[Directives]:
A. In the cross-validation article, list every accuracy measure that the 5-fold cross-validation summary reports.
B. Retype the cross-validation article from the words "The first is" down to the words "CVar(lynx, k=5, lambda=0.15)".

[Reading passage]:
____
Cross-validation for time series

I’ve added a couple of new functions to the forecast package for R which implement two types of cross-validation for time series.

K-fold cross-validation for autoregression

The first is regular k-fold cross-validation for autoregressive models. Although cross-validation is sometimes not valid for time series models, it does work for autoregressions, which includes many machine learning approaches to time series. The theoretical background is provided in Bergmeir, Hyndman and Koo (2015). So cross-validation can be applied to any model where the predictors are lagged values of the response variable.

This is implemented for NNAR models (neural network autoregressions) in R as follows:

modelcv <- CVar(lynx, k=5, lambda=0.15)

The output is a summary of the accuracy across folds:

5-fold cross-validation
                  Mean          SD
ME        -32.88142801  98.0725227
RMSE      931.90966858 352.8705338
MAE       608.99488205 272.1244879
MPE       -17.84710226  15.2700638
MAPE       53.99760978  12.7264054
ACF1        0.04842174   0.1480883
Theil's U   0.82984737   0.1487229

The CVar function is rather limited at this stage, and will only handle cross-validation for models computed using nnetar. If there is enough interest, I might add more functionality at a later stage.

Time series cross-validation

In this procedure, there is a series of test sets, each consisting of a single observation. The corresponding training set consists only of observations that occurred prior to the observation that forms the test set. Thus, no future observations can be used in constructing the forecast. The following diagram illustrates the series of training and test sets, where the blue observations form the training sets, and the red observations form the test sets.
____
[Records of labeled points]:
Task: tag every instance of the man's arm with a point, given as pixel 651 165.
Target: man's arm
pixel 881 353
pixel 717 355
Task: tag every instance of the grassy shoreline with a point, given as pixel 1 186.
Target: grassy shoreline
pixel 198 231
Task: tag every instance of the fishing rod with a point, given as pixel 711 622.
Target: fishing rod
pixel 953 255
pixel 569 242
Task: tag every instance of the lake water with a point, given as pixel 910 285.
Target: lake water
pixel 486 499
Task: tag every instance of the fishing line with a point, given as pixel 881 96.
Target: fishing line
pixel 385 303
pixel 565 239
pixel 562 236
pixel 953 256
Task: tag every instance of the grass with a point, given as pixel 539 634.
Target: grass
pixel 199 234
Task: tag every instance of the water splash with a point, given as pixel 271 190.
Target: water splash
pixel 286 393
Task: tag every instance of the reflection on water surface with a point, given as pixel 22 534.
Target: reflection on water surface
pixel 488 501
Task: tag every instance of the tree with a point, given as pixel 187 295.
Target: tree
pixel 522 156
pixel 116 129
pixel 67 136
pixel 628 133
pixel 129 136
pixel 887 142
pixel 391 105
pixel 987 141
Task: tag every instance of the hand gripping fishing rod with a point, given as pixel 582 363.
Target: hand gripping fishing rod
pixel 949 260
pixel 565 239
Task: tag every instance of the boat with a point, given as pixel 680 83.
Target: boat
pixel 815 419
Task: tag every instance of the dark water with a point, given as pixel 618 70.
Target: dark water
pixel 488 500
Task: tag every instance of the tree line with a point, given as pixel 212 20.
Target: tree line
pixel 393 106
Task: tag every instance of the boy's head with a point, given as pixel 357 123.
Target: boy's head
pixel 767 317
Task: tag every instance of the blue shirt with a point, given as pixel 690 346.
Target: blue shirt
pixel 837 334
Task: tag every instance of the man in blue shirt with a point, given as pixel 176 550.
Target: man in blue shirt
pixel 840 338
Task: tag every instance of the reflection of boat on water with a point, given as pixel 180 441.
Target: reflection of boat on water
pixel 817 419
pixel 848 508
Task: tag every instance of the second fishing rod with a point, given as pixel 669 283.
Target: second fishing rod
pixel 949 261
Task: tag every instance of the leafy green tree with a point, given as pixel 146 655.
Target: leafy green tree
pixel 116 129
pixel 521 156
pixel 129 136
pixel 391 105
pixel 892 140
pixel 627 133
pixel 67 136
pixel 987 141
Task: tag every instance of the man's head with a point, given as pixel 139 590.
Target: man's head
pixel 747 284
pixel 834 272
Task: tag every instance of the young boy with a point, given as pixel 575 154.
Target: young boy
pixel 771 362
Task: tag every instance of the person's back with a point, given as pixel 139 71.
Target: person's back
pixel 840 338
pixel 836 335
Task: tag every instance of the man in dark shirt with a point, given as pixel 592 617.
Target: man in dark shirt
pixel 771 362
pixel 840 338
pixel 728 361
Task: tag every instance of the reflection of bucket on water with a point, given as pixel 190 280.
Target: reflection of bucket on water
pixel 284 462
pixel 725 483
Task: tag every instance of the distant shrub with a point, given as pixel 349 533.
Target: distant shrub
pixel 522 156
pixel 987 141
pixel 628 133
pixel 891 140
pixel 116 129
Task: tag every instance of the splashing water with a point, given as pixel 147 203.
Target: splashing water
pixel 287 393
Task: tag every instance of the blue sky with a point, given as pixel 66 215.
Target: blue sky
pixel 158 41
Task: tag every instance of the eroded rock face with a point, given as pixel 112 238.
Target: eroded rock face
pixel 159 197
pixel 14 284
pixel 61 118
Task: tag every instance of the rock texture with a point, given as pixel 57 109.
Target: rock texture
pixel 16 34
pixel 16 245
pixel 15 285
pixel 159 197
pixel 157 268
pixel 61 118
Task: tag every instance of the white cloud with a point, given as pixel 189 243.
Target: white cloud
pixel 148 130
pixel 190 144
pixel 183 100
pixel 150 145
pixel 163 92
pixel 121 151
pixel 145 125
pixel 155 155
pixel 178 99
____
[Expected answers]:
A. ME, RMSE, MAE, MPE, MAPE, ACF1, Theil's U

B.
The first is regular k-fold cross-validation for autoregressive models. Although cross-validation is sometimes not valid for time series models, it does work for autoregressions, which includes many machine learning approaches to time series. The theoretical background is provided in Bergmeir, Hyndman and Koo (2015). So cross-validation can be applied to any model where the predictors are lagged values of the response variable.

This is implemented for NNAR models (neural network autoregressions) in R as follows:

modelcv <- CVar(lynx, k=5, lambda=0.15)